• **TASK REQUIREMENTS**
Recast the rows below as a two-column CSV with the header instruction,boxes. Give one line per row, with its text under instruction and its answer under boxes, and put each field in double quotes with any line breaks replaced by spaces.

• **DATA TO USE**
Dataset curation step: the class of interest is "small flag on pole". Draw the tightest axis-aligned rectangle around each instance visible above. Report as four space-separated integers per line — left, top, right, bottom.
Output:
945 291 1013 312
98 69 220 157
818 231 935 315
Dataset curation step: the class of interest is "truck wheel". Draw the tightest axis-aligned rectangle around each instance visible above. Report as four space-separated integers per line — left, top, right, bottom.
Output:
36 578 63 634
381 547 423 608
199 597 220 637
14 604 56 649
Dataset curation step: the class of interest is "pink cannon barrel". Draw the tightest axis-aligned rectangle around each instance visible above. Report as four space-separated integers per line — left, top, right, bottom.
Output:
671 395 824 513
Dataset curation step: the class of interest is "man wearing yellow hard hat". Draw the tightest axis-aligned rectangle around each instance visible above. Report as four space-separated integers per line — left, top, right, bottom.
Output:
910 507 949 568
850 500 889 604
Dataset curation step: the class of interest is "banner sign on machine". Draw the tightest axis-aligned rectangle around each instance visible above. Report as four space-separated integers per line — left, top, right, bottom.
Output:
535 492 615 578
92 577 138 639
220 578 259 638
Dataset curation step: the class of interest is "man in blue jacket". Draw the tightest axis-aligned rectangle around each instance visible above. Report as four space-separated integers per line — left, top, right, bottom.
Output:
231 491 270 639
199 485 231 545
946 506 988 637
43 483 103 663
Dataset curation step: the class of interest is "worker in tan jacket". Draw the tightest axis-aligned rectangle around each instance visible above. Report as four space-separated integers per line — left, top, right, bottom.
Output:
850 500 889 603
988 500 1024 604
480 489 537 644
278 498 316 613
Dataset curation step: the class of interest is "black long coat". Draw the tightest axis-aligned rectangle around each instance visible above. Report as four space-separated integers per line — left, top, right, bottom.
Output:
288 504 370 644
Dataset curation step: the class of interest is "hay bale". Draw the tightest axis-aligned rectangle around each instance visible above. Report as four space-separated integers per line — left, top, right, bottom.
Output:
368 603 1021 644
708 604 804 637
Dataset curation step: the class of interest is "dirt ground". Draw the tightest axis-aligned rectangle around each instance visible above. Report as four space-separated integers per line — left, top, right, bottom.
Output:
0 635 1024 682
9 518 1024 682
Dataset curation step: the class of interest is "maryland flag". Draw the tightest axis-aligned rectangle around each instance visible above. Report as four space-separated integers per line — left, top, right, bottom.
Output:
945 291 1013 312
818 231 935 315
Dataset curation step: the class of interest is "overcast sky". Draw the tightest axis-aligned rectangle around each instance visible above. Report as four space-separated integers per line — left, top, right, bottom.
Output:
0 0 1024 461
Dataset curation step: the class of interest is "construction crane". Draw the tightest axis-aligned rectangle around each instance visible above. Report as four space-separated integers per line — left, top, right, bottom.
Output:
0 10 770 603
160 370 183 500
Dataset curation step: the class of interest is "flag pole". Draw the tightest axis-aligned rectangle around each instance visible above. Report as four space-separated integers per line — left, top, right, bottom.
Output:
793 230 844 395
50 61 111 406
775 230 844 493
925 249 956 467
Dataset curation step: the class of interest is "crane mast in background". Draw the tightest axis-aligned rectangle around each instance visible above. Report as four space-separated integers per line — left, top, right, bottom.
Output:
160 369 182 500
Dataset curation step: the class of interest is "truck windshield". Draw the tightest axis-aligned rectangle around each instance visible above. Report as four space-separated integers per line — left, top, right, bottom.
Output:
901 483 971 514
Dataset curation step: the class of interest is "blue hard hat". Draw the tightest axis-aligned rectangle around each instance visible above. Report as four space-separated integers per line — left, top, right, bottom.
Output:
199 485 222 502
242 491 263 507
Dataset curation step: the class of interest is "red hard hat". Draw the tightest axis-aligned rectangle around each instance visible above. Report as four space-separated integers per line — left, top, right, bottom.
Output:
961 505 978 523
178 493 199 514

• **TASK SOLUTION**
instruction,boxes
"Dataset curation step: the class of interest is ""small flag on pole"". Draw the tightest axis-aligned rectangle around each instance visible above. Report as four space-separated integers per line — left, top, right, bottom. Output:","945 291 1013 312 98 69 220 157 818 231 935 315"
"Dataset curation step: the class of interest is ""truck wheel"". Draw the tightest axis-aligned rectangle around each instance visible above. Report as four space-separated integers per line — left, top, right, bottom. Output:","36 578 63 634 381 547 423 608 199 597 220 637 14 604 56 649"
"Dataset curation step: the class of interest is ""pink cannon barrel"". Draw the tightest axis-aligned rectangle around each instance visible above. Report as four space-separated integers per line — left, top, right, bottom. Output:","671 395 824 513"
"Dataset curation step: the class of interest is ""man wearing yellow hard hat"". Draw the tightest axis-aligned rectangle around each instance visible above. Report as four space-separated integers per line — left, top, right, bottom. Output:","910 507 949 568 850 500 889 604"
"Dataset curation step: the class of interest is ""banner sign on machine"". Draw the tightest axis-aligned rectangle around each instance visible above. Report as four space-separated integers per line — left, top, right, bottom. Output:","535 492 615 578 92 577 138 639 220 578 259 638"
"Dataset curation step: the class of interest is ""man in blue jacket"". Draw the tightest axis-aligned rectangle around each instance visible above. Report as four space-separated integers per line — left, top, right, bottom. Output:","231 491 270 639 199 485 231 545 946 506 988 637 43 483 103 663"
"Dataset curation step: the class of interest is ""worker in tan jacket"". Draw the tightest axis-aligned rectangle around each instance visible above. Report as four space-separated integers per line — left, top, right, bottom. Output:","850 500 889 603 988 500 1024 604 480 489 537 644 278 498 316 613"
"Dataset curation step: the class of interest is ""black long coat"". Draw the tightest axis-aligned rectangle around each instance visible above. Report as four space-separated integers per line — left, top, right, bottom. Output:","288 504 370 644"
"Dataset curation step: the class of interest is ""hay bale"". Draw the tightest axis-aligned rectangle around each instance visible above. Report as four space-separated integers per line — left, top, right, bottom. Output:","368 603 1021 644 708 604 804 637"
"Dataset curation step: the class of interest is ""dirt ground"". Draw the tightest axis-aligned rectangle around each instance visible above. Report as four space-separated integers per line — left, top, right, bottom. Output:","0 635 1024 682 9 518 1024 682"
"Dataset curation step: the class of interest is ""maryland flag"". Draw the tightest axis-aligned rectangle around each instance visible above. Report as four space-separated integers per line — left, top, right, bottom. Output:","945 291 1013 312 818 231 935 315"
"Dataset curation step: the class of interest is ""overcast sky"". Draw the tightest axis-aligned rectangle around each instance visible above. Report as four space-separated integers per line — left, top, right, bottom. Output:","0 0 1024 461"
"Dataset curation step: the class of interest is ""construction crane"". Draw the tightest axis-aligned rectangle around each instance visible above. Report as four space-separated integers per line — left, top, right, bottom. Output:","0 10 770 603 160 370 183 500"
"Dataset curation step: the class of interest is ""flag pole"". Draw the tightest axis-aligned rectangle around each instance visible above. Report as four space-separated integers per line — left, top, right, bottom. Output:","793 230 844 395 50 61 111 406 775 230 844 493 925 249 956 467"
"Dataset curation step: the class of interest is ""crane mast in background"". Draw the tightest axis-aligned rectangle around each instance visible above. Report as four space-separated integers per line — left, top, right, bottom. Output:","160 369 182 500"
"Dataset curation step: the class of interest is ""truck windshield"". Draw the tightest axis-aligned rectangle around each instance visible above. Report as four space-separated integers per line — left, top, right, bottom. Output:","901 483 971 514"
"Dataset curation step: the class of interest is ""blue hard hat"". Draw the tightest axis-aligned rectangle around each instance visible above. Report as four space-separated integers per line — left, top, right, bottom. Output:","199 485 222 502 242 491 263 507"
"Dataset curation step: the class of interest is ""red hard hat"". Draw the tightest axis-aligned rectangle around each instance visible above. Report as four space-separated integers per line — left, top, right, bottom. Output:","961 505 978 523 178 493 199 514"